- Passage shown -
If you have already broken long chromosomes, I am not sure the crash was caused by the long-sequence bug in miniprot. It could be due to insufficient memory as miniprot may use memory ~10 times more than the input genome during indexing; alignment takes less memory.
Anyway, try miniprot from github HEAD. It is supposed to work with >2Gb chromosomes. Let me know how that works. Thanks.
this worked perfectly, thank you
@tbrown91 VGP folks were talking about not classifying retrocopies as duplicates two weeks ago. Neng added the feature and released v0.2.7. With option --retrocopy, compleasm reports a new class "R" for a gene having one multi-exon copy and ≥1 single-exon copies. We haven't extensively tested the feature. Let us know if you are interested. Also note that v0.2.7 only works with the latest BUSCO database odb12.
Thanks @lh3. Once I have the list of genomes, I would like to include this when generating compleasm scores for every genome. Do you know if it dramatically increases runtime/memory or affects the way the other classes are scored?
Hi @tbrown91,
Retrocopy will only affect the score of the duplicated genes and will not affect the scores of other gene classes. However, due to the difference between odb12 and odb10 dataset, the logic of calculating the score of each class has changed a little bit. The results of the latest version will be slightly different from those of the previous version. Runtime/memory is not affected.

- Dataset excerpts -
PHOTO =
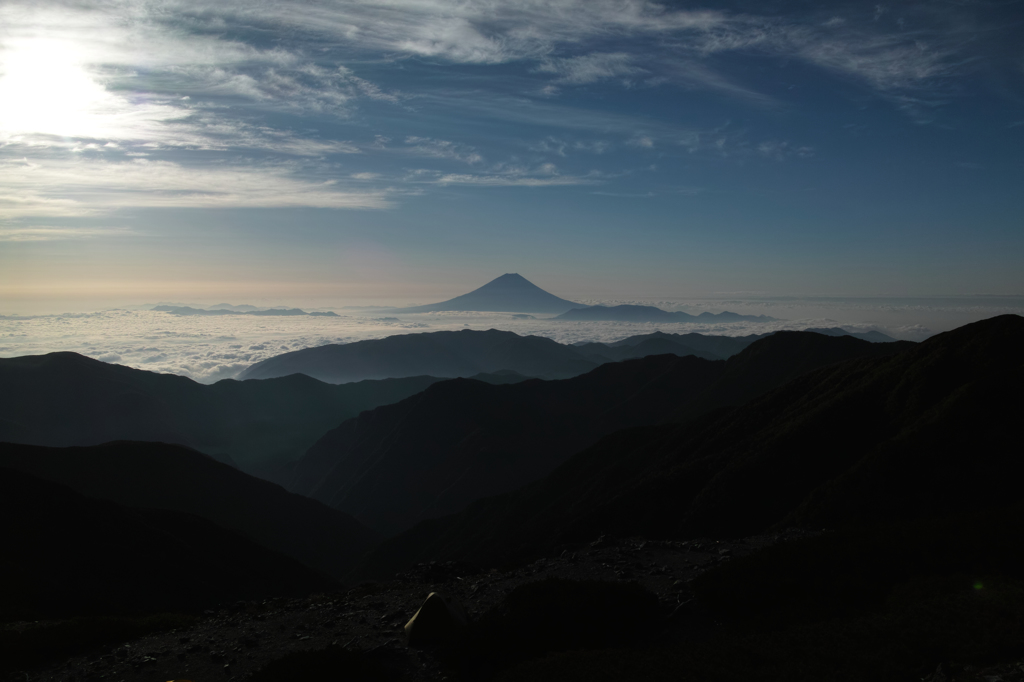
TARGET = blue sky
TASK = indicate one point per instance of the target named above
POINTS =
(340, 151)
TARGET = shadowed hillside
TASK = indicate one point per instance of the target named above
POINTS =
(462, 353)
(461, 440)
(175, 478)
(65, 399)
(67, 554)
(923, 432)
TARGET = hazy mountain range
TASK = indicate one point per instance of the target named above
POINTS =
(69, 399)
(649, 313)
(905, 453)
(509, 293)
(433, 453)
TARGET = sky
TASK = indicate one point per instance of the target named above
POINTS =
(329, 152)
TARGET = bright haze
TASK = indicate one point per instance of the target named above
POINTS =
(408, 152)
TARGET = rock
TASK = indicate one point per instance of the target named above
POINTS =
(439, 621)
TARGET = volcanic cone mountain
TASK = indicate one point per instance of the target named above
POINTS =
(509, 293)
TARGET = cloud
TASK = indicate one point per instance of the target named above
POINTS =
(590, 68)
(50, 233)
(442, 148)
(89, 186)
(545, 175)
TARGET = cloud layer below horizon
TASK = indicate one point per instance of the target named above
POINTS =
(118, 114)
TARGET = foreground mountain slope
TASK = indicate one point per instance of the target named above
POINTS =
(461, 353)
(67, 554)
(175, 478)
(509, 293)
(65, 399)
(460, 440)
(927, 431)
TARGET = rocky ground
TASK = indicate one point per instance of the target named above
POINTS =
(237, 640)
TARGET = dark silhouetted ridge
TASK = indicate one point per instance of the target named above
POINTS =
(65, 399)
(459, 440)
(67, 554)
(928, 431)
(175, 478)
(461, 353)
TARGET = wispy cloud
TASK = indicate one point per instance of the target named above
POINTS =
(591, 68)
(88, 186)
(52, 233)
(545, 175)
(442, 148)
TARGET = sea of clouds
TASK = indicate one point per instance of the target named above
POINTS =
(211, 348)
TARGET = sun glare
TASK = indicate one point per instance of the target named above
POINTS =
(45, 88)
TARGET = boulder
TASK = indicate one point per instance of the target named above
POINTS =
(439, 621)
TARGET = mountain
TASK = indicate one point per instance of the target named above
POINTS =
(459, 440)
(436, 452)
(722, 346)
(929, 431)
(69, 399)
(872, 336)
(654, 346)
(178, 479)
(67, 554)
(509, 293)
(461, 353)
(649, 313)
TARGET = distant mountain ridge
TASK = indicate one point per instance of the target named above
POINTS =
(459, 440)
(65, 399)
(468, 352)
(916, 434)
(509, 293)
(650, 313)
(461, 353)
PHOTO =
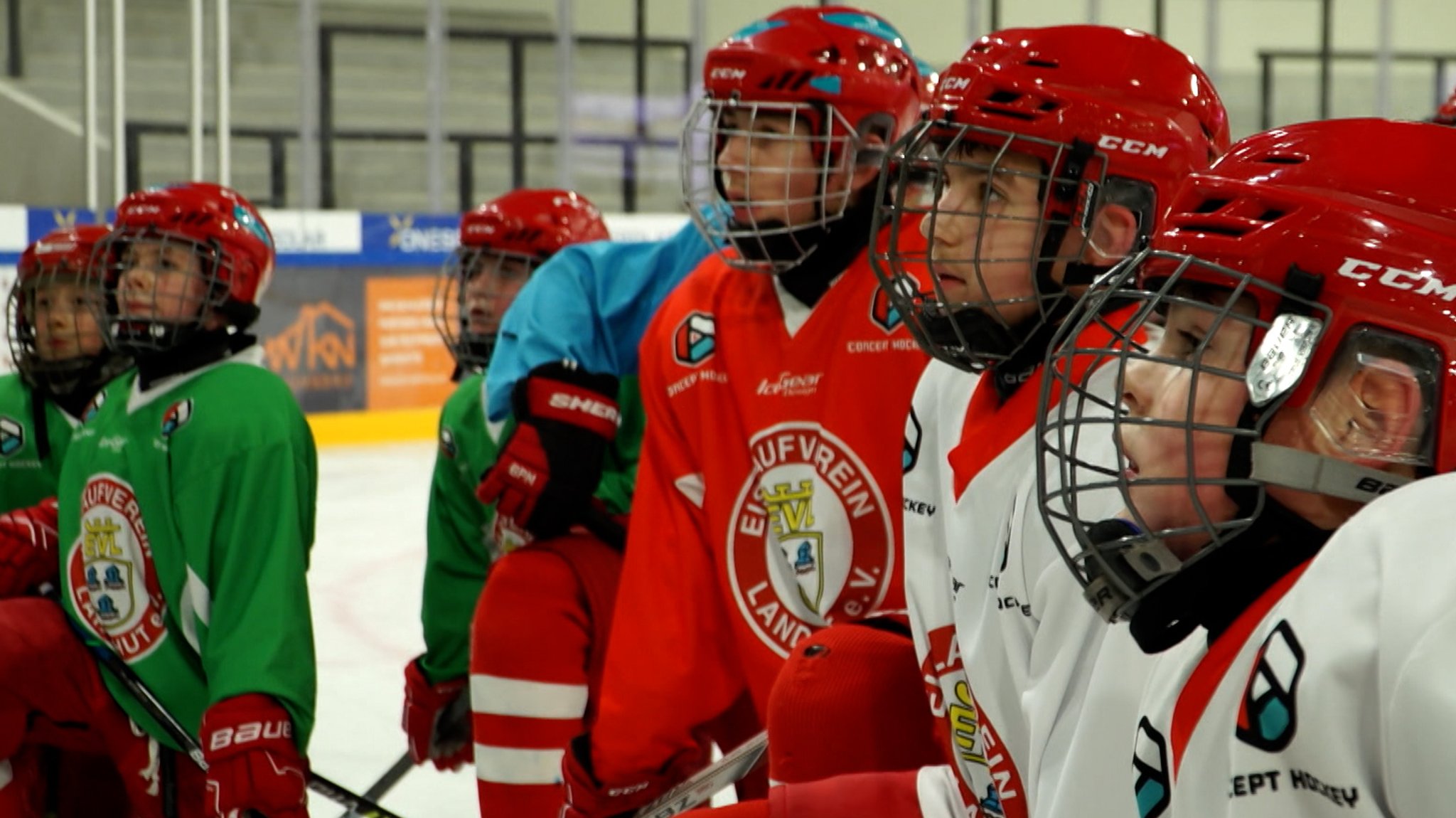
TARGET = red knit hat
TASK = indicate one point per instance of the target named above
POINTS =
(851, 701)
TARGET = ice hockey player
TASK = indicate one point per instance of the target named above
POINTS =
(1039, 153)
(766, 506)
(187, 507)
(528, 635)
(62, 361)
(1270, 549)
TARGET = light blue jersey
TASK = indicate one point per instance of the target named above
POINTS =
(589, 303)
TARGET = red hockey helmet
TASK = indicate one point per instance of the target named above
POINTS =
(1110, 115)
(69, 353)
(501, 243)
(1329, 262)
(843, 73)
(533, 223)
(211, 223)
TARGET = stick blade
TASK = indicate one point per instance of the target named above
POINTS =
(710, 780)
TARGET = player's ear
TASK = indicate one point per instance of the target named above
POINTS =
(1113, 235)
(1378, 415)
(867, 162)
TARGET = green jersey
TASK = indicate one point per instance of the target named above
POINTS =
(25, 477)
(458, 531)
(186, 523)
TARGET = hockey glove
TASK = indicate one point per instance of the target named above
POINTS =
(427, 716)
(551, 464)
(589, 798)
(28, 553)
(252, 762)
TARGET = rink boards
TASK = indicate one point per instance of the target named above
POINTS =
(347, 321)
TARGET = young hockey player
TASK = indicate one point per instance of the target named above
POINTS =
(1302, 374)
(187, 509)
(765, 506)
(62, 361)
(528, 637)
(1043, 179)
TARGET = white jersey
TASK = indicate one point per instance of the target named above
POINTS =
(1332, 695)
(1034, 681)
(943, 395)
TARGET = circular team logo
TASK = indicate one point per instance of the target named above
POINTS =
(114, 583)
(810, 541)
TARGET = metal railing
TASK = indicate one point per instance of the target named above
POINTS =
(1325, 57)
(518, 136)
(279, 139)
(14, 57)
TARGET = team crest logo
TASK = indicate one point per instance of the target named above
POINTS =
(883, 312)
(112, 580)
(810, 541)
(12, 435)
(1150, 766)
(911, 455)
(94, 406)
(1267, 712)
(695, 339)
(176, 417)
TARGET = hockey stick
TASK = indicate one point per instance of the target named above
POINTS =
(604, 527)
(450, 728)
(710, 780)
(158, 711)
(385, 782)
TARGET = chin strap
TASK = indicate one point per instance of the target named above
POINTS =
(1310, 472)
(1215, 587)
(201, 349)
(810, 278)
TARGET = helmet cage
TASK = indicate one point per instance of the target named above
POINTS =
(450, 306)
(55, 376)
(918, 171)
(1118, 574)
(771, 245)
(146, 332)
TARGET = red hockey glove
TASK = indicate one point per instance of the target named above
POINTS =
(427, 719)
(252, 762)
(589, 798)
(28, 555)
(551, 464)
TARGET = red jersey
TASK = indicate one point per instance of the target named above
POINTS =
(768, 499)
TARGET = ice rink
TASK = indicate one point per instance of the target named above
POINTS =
(365, 581)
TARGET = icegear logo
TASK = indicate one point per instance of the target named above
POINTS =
(883, 312)
(12, 435)
(1150, 766)
(912, 447)
(176, 417)
(94, 406)
(1267, 718)
(695, 339)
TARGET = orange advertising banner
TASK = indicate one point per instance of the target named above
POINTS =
(408, 364)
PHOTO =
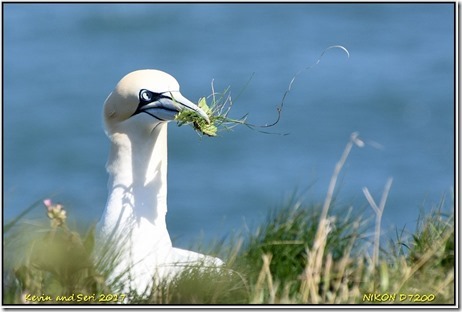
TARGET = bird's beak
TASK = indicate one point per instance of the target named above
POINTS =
(169, 105)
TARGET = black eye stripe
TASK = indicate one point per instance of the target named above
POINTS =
(147, 97)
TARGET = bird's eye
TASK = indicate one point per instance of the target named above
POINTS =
(146, 96)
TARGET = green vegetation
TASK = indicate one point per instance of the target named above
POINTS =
(303, 254)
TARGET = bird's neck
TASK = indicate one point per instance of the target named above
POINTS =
(137, 186)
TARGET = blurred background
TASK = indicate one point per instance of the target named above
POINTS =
(396, 89)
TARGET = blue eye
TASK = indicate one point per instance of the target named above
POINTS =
(146, 96)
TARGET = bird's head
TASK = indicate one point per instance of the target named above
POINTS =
(146, 92)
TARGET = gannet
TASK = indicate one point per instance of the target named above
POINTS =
(136, 114)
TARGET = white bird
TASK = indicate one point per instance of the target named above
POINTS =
(135, 120)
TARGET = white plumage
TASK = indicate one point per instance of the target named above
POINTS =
(135, 119)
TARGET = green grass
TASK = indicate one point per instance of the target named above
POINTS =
(304, 253)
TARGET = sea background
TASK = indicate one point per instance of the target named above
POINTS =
(60, 61)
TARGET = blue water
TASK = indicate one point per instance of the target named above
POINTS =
(396, 90)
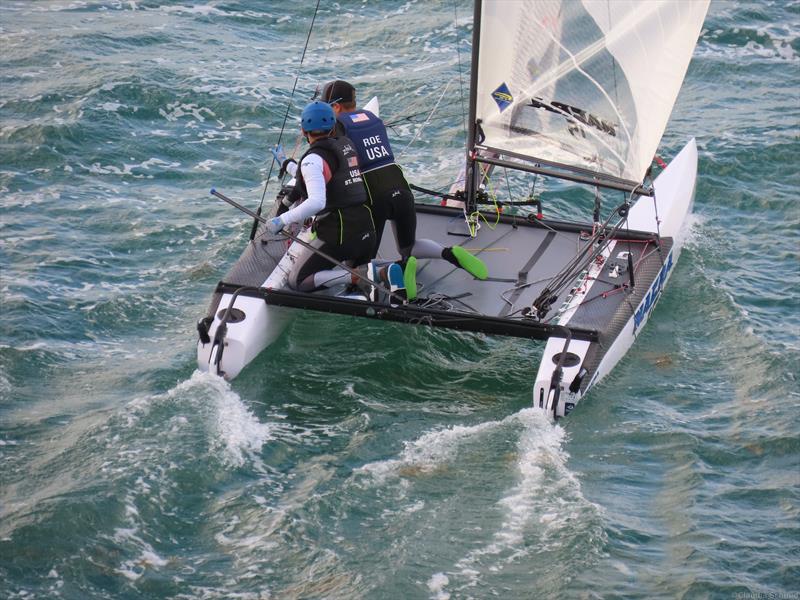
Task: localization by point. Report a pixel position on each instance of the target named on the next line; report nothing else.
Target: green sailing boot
(410, 277)
(467, 261)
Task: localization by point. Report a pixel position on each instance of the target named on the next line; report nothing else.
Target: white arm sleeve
(313, 175)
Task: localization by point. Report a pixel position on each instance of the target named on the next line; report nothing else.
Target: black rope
(285, 118)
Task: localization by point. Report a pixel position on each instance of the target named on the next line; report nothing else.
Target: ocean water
(354, 459)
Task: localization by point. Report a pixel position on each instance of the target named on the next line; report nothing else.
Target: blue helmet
(318, 117)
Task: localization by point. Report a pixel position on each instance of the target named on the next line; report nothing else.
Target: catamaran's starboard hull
(590, 362)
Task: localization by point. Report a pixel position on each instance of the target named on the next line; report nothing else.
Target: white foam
(545, 500)
(436, 585)
(429, 452)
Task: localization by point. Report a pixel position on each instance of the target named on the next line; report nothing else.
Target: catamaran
(579, 91)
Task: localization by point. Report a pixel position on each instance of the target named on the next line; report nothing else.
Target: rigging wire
(285, 118)
(419, 131)
(460, 70)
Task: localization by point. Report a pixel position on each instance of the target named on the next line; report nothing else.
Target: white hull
(674, 197)
(261, 326)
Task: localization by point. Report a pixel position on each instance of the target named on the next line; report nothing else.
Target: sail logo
(503, 97)
(652, 295)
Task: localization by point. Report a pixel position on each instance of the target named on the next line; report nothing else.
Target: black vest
(369, 137)
(346, 186)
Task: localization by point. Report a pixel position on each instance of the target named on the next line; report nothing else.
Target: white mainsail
(585, 83)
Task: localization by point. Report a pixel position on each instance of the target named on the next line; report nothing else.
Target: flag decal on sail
(502, 96)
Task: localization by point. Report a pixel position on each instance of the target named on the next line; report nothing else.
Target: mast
(472, 172)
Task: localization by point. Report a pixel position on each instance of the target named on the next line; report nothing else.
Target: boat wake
(542, 512)
(237, 434)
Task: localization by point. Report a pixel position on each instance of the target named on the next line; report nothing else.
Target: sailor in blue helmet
(390, 196)
(330, 184)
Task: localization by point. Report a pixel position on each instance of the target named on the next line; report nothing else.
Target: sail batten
(588, 84)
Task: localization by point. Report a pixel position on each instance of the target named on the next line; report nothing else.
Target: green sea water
(355, 459)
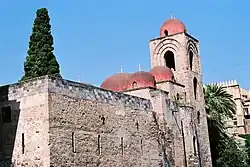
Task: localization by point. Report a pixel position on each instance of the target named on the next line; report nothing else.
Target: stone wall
(91, 133)
(24, 138)
(56, 122)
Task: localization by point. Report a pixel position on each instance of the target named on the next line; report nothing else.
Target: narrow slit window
(141, 147)
(194, 143)
(122, 145)
(103, 120)
(22, 143)
(73, 142)
(6, 114)
(198, 117)
(195, 88)
(99, 144)
(191, 57)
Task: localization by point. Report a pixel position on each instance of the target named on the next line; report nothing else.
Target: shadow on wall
(9, 116)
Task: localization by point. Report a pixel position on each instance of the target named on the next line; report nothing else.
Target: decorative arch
(134, 85)
(192, 45)
(193, 56)
(195, 82)
(164, 46)
(191, 59)
(169, 58)
(169, 42)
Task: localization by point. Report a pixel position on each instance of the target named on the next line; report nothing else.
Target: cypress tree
(41, 59)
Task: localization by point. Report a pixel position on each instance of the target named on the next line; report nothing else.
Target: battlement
(72, 89)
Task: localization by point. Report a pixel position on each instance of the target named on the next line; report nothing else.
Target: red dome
(141, 79)
(172, 26)
(117, 82)
(162, 73)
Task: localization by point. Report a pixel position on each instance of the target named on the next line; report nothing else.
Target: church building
(147, 118)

- Questions -
1/ Repeat word for word the part of the compleasm thread that begins at the words "If you have" and stops after "that works. Thanks.".
2/ In the compleasm thread, what new class does compleasm report when run with the --retrocopy option?
3/ Write the next part of the compleasm thread, picking up after its last message.
The listing has no connection to the compleasm thread.

- Results -
1/
If you have already broken long chromosomes, I am not sure the crash was caused by the long-sequence bug in miniprot. It could be due to insufficient memory as miniprot may use memory ~10 times more than the input genome during indexing; alignment takes less memory.
Anyway, try miniprot from github HEAD. It is supposed to work with >2Gb chromosomes. Let me know how that works. Thanks.

2/ A class "R", for a gene having one multi-exon copy and one or more single-exon copies.

3/
Thanks @huangnengCSU I have tested the retrocopy mode on the VGP genomes. I'll try and present it at some point at one of the Friday meetings.
I have a small feature request for the future as well to output the locations of the detected genes in gff format. I think all of the necessary information is there in the full_table.tsv, where each CDS could be extracted from the "Codons" column.
Thank you for being so responsive to my questions and gripes, I really appreciate it. I'm happy for you to close this "Issue" to tidy up your github if you would like.
Hi @tbrown91,
I have added the gff output of detected genes. You can try it by the source code without additional argument.